» **Stated problem**:
Report how many lines in the data below contain the word "pixel". Give only the number.

» **Task data**:
+-------+

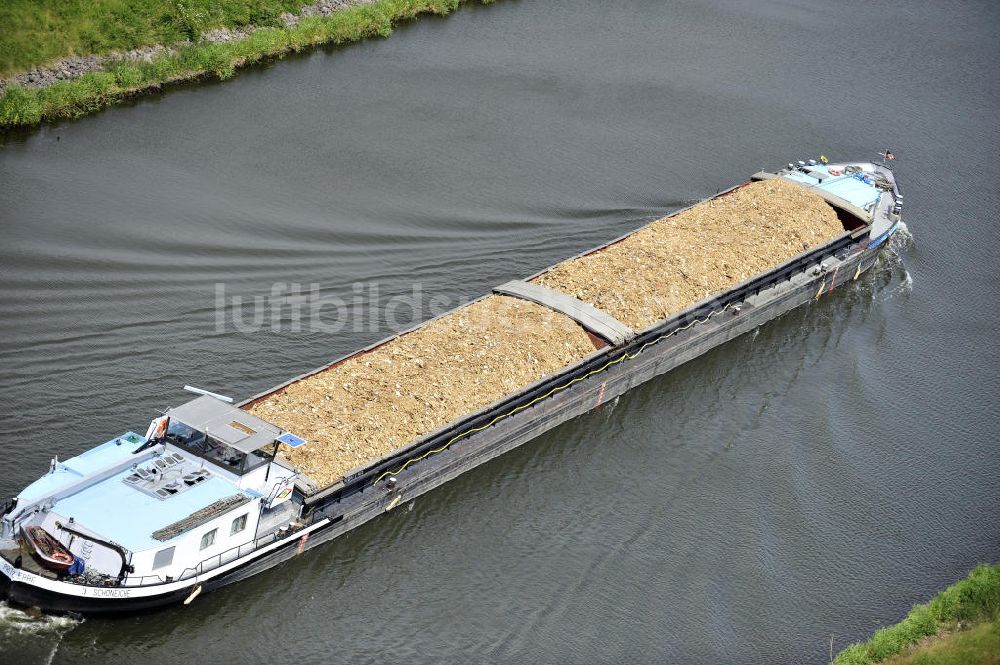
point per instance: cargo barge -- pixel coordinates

+-------+

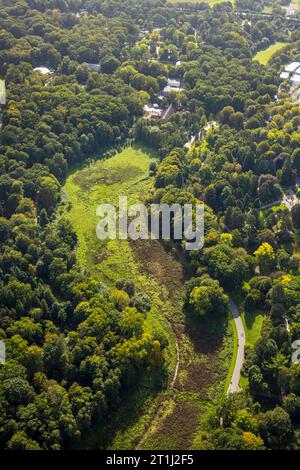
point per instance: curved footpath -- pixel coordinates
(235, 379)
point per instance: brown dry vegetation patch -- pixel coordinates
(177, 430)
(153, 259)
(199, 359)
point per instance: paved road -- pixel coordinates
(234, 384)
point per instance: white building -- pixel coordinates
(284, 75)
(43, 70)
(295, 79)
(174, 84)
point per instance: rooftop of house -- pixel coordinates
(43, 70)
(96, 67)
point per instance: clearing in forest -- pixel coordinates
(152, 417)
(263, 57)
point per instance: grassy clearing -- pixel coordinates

+-------+

» **Exercise answer**:
8